## [DIRECTIONS]
Copy the material starting at the very beginning and ending at the line that contains "[105,66,123,83]", switching "small white house" to "white cottage" and changing nothing else. Leave the pictures out of your copy.

## [MATERIAL TO PROCESS]

** Start **

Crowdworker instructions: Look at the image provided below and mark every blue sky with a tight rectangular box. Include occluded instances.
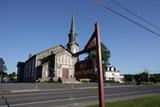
[0,0,160,73]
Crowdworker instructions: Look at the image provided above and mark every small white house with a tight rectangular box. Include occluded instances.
[105,66,123,83]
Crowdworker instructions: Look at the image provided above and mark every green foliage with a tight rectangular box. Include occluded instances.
[124,74,133,83]
[0,58,7,82]
[90,43,111,67]
[88,95,160,107]
[0,58,7,72]
[58,77,62,83]
[8,72,17,82]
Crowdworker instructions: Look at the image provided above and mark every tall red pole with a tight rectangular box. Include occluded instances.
[95,23,105,107]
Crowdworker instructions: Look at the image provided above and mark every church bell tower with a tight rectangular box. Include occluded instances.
[67,15,79,53]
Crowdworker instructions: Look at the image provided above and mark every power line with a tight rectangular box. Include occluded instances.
[90,0,160,38]
[111,0,160,30]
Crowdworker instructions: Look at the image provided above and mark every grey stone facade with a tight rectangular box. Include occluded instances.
[17,16,79,82]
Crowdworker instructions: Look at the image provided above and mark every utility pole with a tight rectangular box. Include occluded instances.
[95,23,105,107]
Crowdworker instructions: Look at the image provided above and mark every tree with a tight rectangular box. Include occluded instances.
[8,72,17,82]
[149,74,158,84]
[133,74,141,85]
[139,72,149,82]
[90,42,111,69]
[88,42,111,78]
[124,74,133,83]
[0,58,7,82]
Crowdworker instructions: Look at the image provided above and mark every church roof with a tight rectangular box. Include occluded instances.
[36,44,72,55]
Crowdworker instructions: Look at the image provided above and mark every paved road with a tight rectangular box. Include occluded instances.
[0,86,160,107]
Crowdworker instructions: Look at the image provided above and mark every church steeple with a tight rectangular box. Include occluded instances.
[67,15,79,53]
[70,15,75,33]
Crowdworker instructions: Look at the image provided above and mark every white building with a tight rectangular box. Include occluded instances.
[104,66,123,83]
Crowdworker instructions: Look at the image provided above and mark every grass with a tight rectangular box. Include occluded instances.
[87,95,160,107]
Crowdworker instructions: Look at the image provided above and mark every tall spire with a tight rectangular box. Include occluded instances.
[70,15,75,33]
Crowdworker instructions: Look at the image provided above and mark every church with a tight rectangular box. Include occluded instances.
[17,16,79,83]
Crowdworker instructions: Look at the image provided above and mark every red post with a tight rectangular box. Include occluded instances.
[95,23,105,107]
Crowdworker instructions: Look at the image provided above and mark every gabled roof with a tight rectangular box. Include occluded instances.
[36,44,73,55]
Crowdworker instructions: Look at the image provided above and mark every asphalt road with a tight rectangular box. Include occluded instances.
[0,86,160,107]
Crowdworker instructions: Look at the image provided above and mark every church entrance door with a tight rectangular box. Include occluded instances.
[62,68,69,80]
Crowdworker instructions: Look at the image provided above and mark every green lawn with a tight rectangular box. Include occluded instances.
[88,95,160,107]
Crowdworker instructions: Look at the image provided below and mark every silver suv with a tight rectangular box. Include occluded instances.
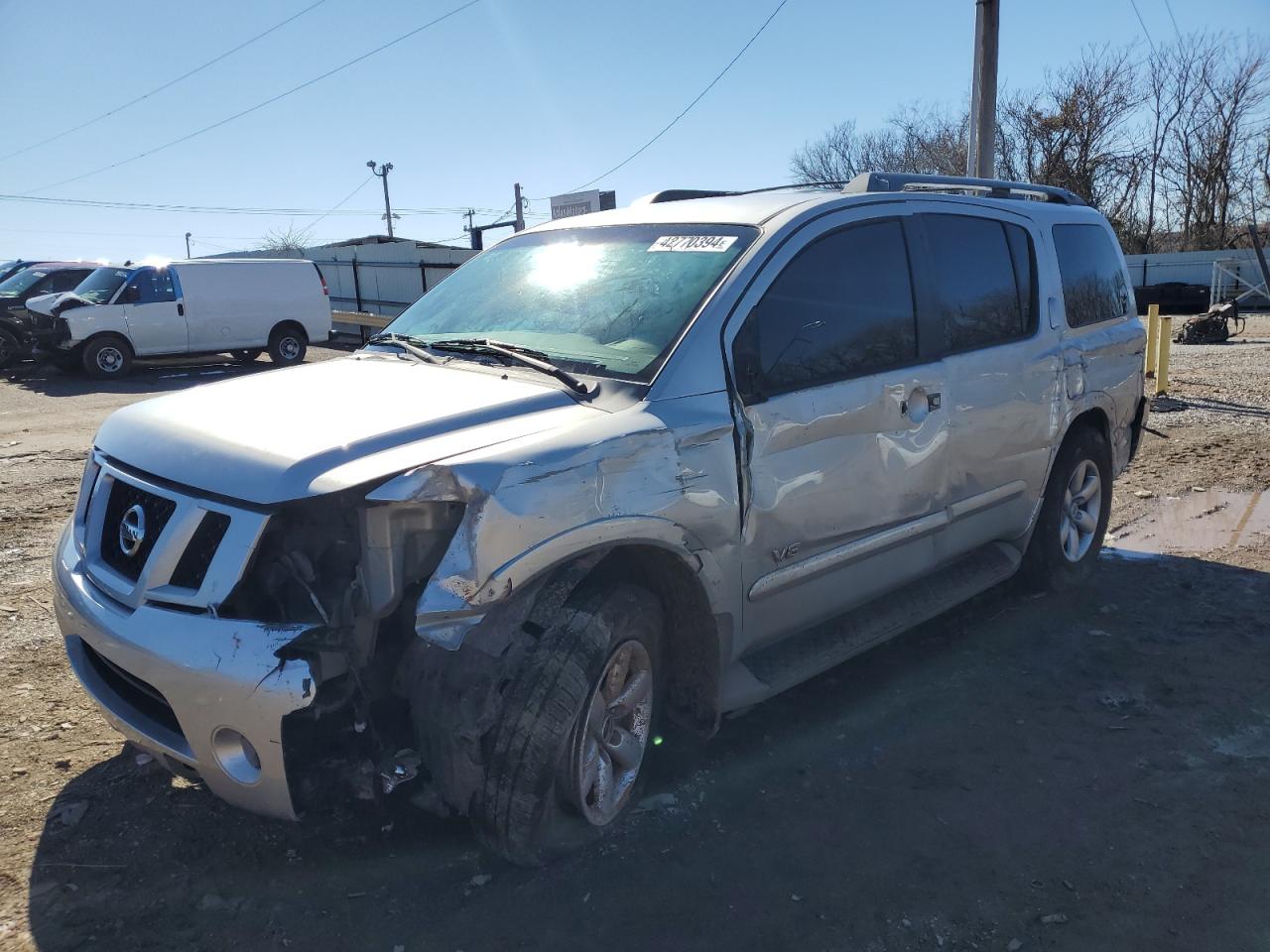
[54,173,1147,863]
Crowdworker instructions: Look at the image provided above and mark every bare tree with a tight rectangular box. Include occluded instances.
[258,225,313,258]
[790,105,966,184]
[999,47,1142,219]
[790,33,1270,251]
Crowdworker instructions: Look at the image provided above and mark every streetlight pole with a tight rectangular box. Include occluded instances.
[965,0,1001,178]
[366,159,393,237]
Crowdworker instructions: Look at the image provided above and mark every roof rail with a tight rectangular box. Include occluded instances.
[631,187,743,205]
[842,172,1085,204]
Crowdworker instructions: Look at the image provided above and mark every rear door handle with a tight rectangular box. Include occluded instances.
[899,387,944,422]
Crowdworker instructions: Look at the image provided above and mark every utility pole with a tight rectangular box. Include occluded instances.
[965,0,1001,178]
[366,159,393,237]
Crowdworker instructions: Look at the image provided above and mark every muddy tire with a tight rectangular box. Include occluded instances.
[269,323,309,367]
[80,334,132,380]
[471,579,663,866]
[1021,426,1111,591]
[0,327,22,371]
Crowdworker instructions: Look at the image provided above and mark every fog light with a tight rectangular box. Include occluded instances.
[212,727,260,783]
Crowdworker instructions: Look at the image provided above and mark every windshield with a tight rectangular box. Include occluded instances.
[0,268,49,298]
[375,225,757,380]
[75,268,132,304]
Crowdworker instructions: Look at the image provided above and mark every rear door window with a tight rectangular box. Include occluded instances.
[736,218,917,399]
[922,214,1036,353]
[1054,225,1129,327]
[130,268,177,304]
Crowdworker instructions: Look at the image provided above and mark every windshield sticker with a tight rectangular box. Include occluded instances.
[648,235,736,253]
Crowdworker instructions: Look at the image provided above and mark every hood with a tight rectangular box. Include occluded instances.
[96,355,597,504]
[27,291,70,317]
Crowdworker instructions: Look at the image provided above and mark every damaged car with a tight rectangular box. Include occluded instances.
[54,173,1147,863]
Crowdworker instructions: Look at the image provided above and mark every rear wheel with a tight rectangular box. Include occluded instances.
[269,325,309,367]
[1024,426,1111,591]
[0,327,22,371]
[81,334,132,380]
[471,580,663,866]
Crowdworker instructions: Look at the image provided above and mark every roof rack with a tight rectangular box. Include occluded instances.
[631,187,744,205]
[842,172,1085,204]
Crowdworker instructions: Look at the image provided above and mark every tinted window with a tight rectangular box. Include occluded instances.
[736,221,917,396]
[128,268,177,304]
[1054,225,1129,327]
[924,214,1035,352]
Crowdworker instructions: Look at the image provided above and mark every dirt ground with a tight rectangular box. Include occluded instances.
[0,317,1270,952]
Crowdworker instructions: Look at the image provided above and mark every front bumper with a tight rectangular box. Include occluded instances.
[54,526,317,820]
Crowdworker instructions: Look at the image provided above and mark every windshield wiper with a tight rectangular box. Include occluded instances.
[366,334,441,363]
[427,337,590,396]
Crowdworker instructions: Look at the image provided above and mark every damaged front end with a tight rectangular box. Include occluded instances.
[217,490,463,812]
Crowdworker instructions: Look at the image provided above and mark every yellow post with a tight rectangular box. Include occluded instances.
[1147,304,1160,377]
[1156,316,1174,396]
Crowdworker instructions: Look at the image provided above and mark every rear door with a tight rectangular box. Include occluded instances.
[731,204,948,650]
[118,268,190,355]
[1052,221,1146,464]
[917,203,1062,561]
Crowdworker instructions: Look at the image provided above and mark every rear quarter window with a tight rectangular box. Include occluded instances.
[1054,225,1129,327]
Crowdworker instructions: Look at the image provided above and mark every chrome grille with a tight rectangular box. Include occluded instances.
[75,453,268,611]
[100,480,177,581]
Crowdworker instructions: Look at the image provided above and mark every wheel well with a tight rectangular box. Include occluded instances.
[82,330,137,357]
[269,320,309,340]
[1063,407,1111,447]
[594,545,718,735]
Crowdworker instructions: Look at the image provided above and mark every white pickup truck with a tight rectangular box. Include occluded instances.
[27,258,330,380]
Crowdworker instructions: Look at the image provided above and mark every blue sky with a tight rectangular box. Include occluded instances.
[0,0,1270,262]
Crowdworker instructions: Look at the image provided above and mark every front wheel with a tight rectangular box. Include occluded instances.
[269,327,309,367]
[471,580,663,866]
[0,327,22,371]
[1024,426,1111,591]
[81,334,132,380]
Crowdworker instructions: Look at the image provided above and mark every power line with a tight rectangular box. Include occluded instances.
[0,182,489,218]
[1129,0,1156,52]
[551,0,787,191]
[0,0,326,163]
[1165,0,1183,41]
[309,176,375,228]
[29,0,482,191]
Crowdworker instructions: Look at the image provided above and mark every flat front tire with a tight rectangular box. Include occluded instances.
[1024,426,1111,591]
[471,580,663,866]
[80,334,132,380]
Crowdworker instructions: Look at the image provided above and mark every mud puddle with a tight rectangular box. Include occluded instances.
[1106,490,1270,557]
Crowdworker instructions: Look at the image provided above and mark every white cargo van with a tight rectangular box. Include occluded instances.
[31,258,330,380]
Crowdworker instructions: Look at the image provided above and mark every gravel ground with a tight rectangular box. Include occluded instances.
[0,318,1270,952]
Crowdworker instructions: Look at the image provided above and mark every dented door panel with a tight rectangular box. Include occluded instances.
[742,362,949,648]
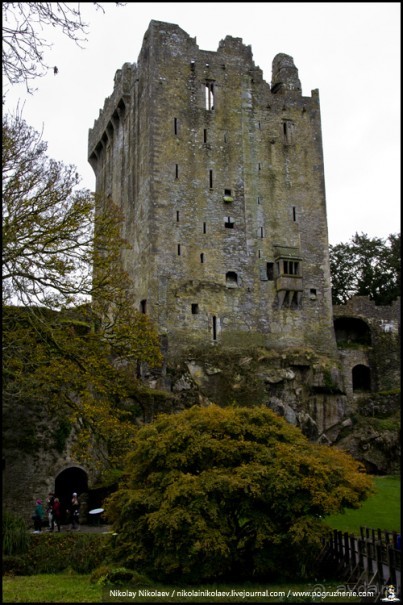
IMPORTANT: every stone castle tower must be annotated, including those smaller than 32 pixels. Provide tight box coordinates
[89,21,337,357]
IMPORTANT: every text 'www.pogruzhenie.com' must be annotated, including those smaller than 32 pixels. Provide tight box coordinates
[104,585,377,602]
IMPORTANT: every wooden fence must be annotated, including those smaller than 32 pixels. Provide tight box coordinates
[321,527,401,602]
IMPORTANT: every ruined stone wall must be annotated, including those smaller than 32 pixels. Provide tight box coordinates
[89,21,336,357]
[333,296,401,396]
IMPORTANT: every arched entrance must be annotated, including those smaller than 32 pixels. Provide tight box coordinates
[55,466,88,522]
[353,364,371,392]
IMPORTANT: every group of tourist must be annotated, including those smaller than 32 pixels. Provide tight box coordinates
[32,492,80,534]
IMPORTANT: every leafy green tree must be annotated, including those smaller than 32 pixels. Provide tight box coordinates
[106,405,371,582]
[330,233,401,305]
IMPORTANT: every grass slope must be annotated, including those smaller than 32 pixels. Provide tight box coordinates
[325,477,401,534]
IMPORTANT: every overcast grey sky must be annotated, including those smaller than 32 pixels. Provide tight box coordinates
[5,2,401,244]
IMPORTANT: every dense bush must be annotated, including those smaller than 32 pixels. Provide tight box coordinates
[90,565,152,586]
[106,405,371,582]
[25,532,109,574]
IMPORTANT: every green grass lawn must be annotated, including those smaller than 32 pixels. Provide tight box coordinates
[325,477,401,534]
[2,573,359,604]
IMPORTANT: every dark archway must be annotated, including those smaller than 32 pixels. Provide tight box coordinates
[334,317,371,349]
[353,364,371,391]
[55,466,88,522]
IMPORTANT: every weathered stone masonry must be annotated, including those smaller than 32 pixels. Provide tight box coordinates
[89,21,337,357]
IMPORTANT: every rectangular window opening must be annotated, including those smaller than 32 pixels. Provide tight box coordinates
[283,260,299,275]
[205,81,214,111]
[213,315,217,340]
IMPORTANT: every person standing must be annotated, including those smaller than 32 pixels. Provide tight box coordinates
[32,498,43,534]
[46,492,55,531]
[52,498,62,531]
[71,492,80,529]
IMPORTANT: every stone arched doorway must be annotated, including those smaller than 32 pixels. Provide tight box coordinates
[54,466,88,522]
[353,364,371,392]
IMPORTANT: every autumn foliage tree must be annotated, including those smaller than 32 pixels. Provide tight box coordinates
[2,116,161,464]
[107,405,370,582]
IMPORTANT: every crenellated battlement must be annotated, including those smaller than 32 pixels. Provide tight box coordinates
[88,63,137,164]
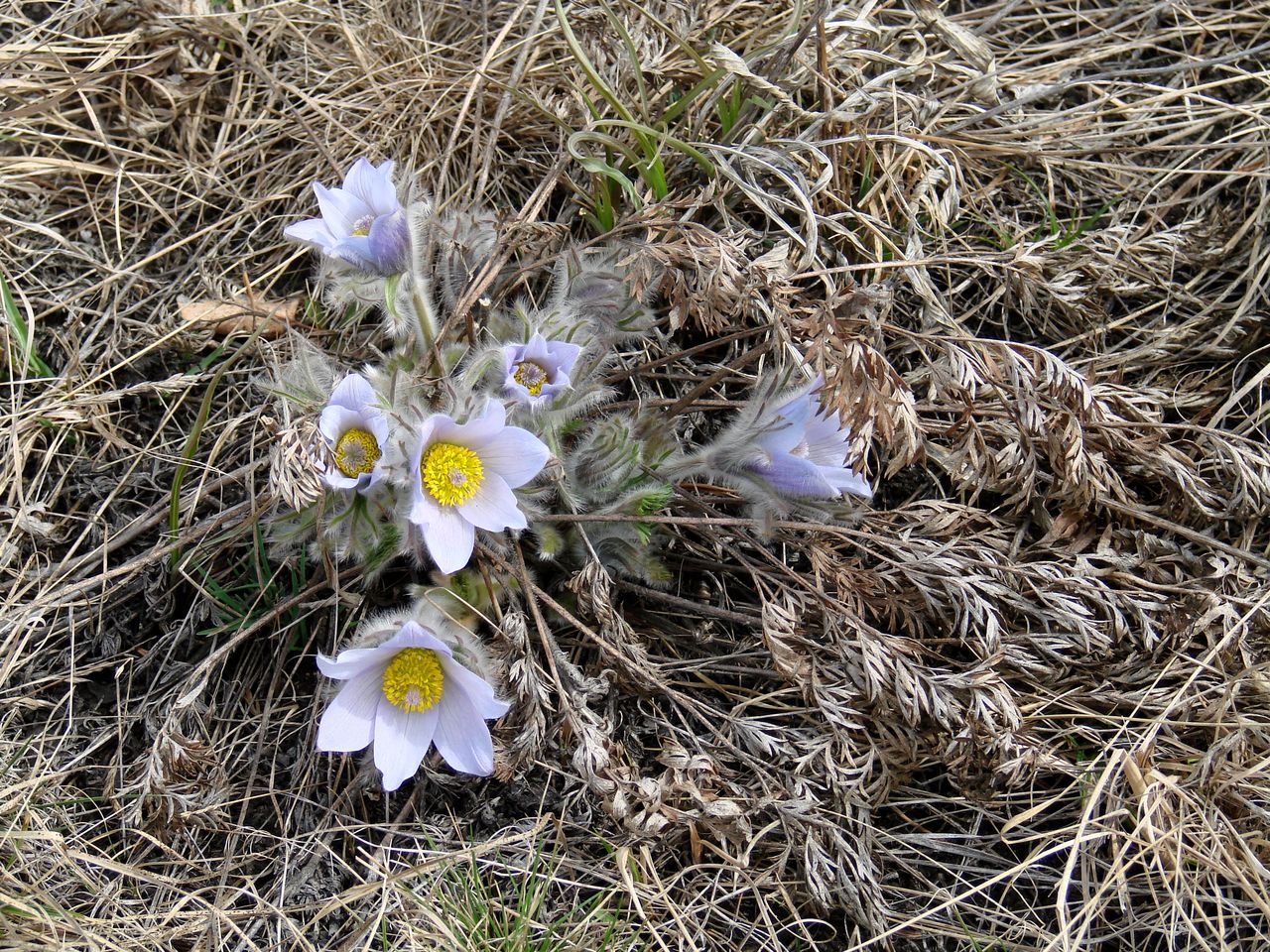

** End **

## [EXPECTED ANSWER]
Crowdworker instructions: Look at the image provided below and mark every blue sky with a tight rectangular box. Include occluded instances.
[0,0,160,73]
Crowdworker instructions: Look at the image provided above and mark every white cottage with a tight rectangular box. Include occluded instances.
[105,66,123,83]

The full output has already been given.